- [MATERIAL PROVIDED]:
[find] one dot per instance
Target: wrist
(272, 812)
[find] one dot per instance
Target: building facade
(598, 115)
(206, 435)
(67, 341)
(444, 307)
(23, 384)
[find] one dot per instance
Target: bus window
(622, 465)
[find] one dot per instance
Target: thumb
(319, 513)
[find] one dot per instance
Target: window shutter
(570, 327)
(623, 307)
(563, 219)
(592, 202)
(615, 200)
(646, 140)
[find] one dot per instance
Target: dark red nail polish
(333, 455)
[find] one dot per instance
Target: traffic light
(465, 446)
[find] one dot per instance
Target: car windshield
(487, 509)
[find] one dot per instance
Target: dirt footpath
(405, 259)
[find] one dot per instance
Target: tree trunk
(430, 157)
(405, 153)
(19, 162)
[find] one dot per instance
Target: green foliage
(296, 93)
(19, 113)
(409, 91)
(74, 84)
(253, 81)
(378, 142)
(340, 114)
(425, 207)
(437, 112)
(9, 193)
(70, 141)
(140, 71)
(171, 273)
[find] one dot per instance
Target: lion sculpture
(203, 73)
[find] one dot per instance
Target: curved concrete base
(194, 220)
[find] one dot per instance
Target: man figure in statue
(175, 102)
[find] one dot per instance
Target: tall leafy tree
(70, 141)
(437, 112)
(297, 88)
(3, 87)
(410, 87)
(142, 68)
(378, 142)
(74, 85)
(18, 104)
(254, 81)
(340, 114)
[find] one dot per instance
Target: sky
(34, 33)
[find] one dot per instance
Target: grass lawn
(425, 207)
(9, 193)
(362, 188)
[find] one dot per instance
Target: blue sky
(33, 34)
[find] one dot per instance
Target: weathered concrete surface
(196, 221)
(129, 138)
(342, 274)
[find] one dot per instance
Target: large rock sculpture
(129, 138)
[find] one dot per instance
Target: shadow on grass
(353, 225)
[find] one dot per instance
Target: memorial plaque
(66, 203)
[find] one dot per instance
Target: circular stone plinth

- [WORK INSTRUCTIONS]: This exercise calls for every record to be restated word for word.

- [EXERCISE SOLUTION]:
[find] one dot per instance
Target: wrist
(272, 812)
[find] one dot per instance
Target: building facade
(598, 115)
(206, 435)
(67, 341)
(444, 307)
(23, 384)
[find] one dot per instance
Target: bus window
(622, 465)
[find] one dot per instance
Target: thumb
(319, 513)
[find] one dot per instance
Target: window shutter
(570, 327)
(623, 307)
(563, 219)
(592, 202)
(615, 200)
(646, 140)
[find] one dot per instance
Target: dark red nail polish
(333, 455)
[find] one dot per instance
Target: traffic light
(465, 446)
[find] one dot per instance
Target: car windshield
(487, 509)
[find] one dot per instance
Target: dirt footpath
(405, 259)
[find] one dot per instance
Target: tree trunk
(430, 157)
(405, 153)
(19, 162)
[find] one dot per instance
Target: green foliage
(296, 93)
(19, 113)
(409, 91)
(74, 84)
(253, 81)
(378, 142)
(340, 114)
(425, 207)
(437, 112)
(9, 193)
(70, 141)
(140, 71)
(171, 273)
[find] one dot per instance
Target: lion sculpture
(203, 73)
[find] one dot per instance
Target: curved concrete base
(194, 220)
[find] one dot per instance
Target: man figure in statue
(175, 102)
[find] one dot per instance
Target: tall leafy tree
(70, 141)
(437, 112)
(297, 88)
(3, 87)
(410, 87)
(142, 68)
(378, 142)
(74, 85)
(18, 104)
(254, 81)
(340, 114)
[find] one dot per instance
Target: sky
(34, 33)
[find] one dot per instance
Target: grass lawn
(425, 207)
(9, 193)
(362, 188)
[find] one dot per instance
Target: blue sky
(33, 34)
[find] one dot per instance
Target: weathered concrete surface
(196, 221)
(129, 138)
(342, 274)
[find] one dot per instance
Target: large rock sculpture
(129, 138)
[find] one dot per instance
Target: shadow on grass
(353, 225)
[find] one dot per instance
Target: memorial plaque
(66, 203)
[find] one dot per instance
Target: circular stone plinth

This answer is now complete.